* **Extracted information**:
[Begin]

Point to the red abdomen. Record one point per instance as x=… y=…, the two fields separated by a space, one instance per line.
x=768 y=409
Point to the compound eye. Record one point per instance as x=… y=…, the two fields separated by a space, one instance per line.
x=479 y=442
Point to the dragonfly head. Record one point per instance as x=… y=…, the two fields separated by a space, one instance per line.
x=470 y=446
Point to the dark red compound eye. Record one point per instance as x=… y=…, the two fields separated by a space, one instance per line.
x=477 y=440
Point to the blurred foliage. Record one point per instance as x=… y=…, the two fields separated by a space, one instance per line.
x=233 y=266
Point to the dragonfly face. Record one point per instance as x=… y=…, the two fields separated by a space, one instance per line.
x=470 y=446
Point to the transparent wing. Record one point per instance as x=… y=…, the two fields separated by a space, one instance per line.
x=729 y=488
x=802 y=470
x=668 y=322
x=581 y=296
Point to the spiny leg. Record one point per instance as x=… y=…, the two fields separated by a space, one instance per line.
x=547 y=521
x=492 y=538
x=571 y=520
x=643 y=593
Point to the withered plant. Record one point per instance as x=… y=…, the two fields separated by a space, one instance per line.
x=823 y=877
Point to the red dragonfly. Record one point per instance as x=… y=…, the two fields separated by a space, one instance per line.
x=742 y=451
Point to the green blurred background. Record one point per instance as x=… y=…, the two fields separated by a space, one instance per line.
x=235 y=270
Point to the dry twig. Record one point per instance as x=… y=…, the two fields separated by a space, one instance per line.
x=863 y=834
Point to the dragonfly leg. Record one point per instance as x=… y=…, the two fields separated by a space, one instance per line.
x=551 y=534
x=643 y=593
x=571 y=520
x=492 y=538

[End]
[Begin]

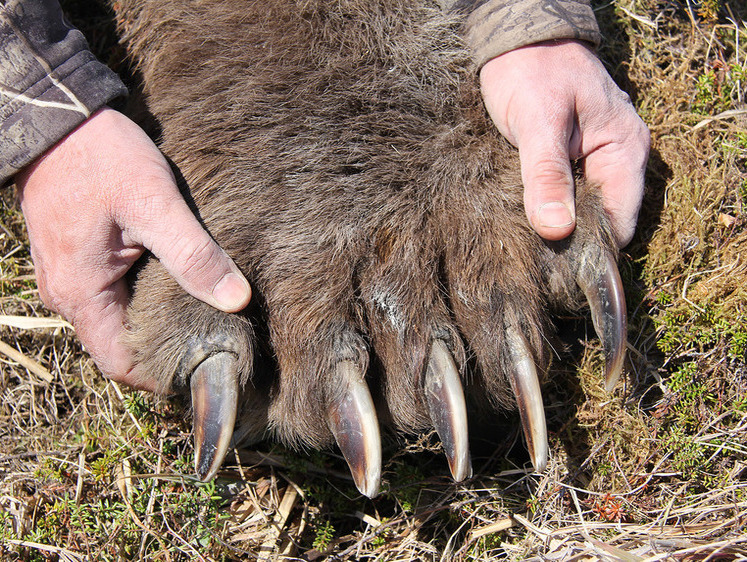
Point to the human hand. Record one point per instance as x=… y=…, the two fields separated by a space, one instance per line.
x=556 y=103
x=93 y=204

[End]

* **Given request**:
Could you write out the data again, starting with the line that contains "Point to the dragonfly face." and going on through the line that contains "x=235 y=270", with "item" substituted for every "instance" and all else left unchanged?

* **Exercise solution**:
Point to the dragonfly face. Record one point per item as x=… y=…, the two fields separated by a space, one item per line.
x=470 y=446
Point to the transparent wing. Record one point per item as x=… y=…, the two fields separated by a space, one item per line.
x=729 y=488
x=802 y=470
x=668 y=322
x=581 y=296
Point to the spiny leg. Record one point per item as x=… y=…, the two fields separated by a space, one item per line.
x=547 y=521
x=492 y=538
x=571 y=520
x=643 y=593
Point to the withered plant. Record one point per item as x=… y=…, the two fields separated by a space, one item per line.
x=823 y=877
Point to the red dragonfly. Record one point per item as x=… y=…, the two fields separated by a space, one item per line.
x=742 y=451
Point to the green blurred background. Record one point per item as x=… y=…, the two fields separated by a space, one item per line.
x=235 y=270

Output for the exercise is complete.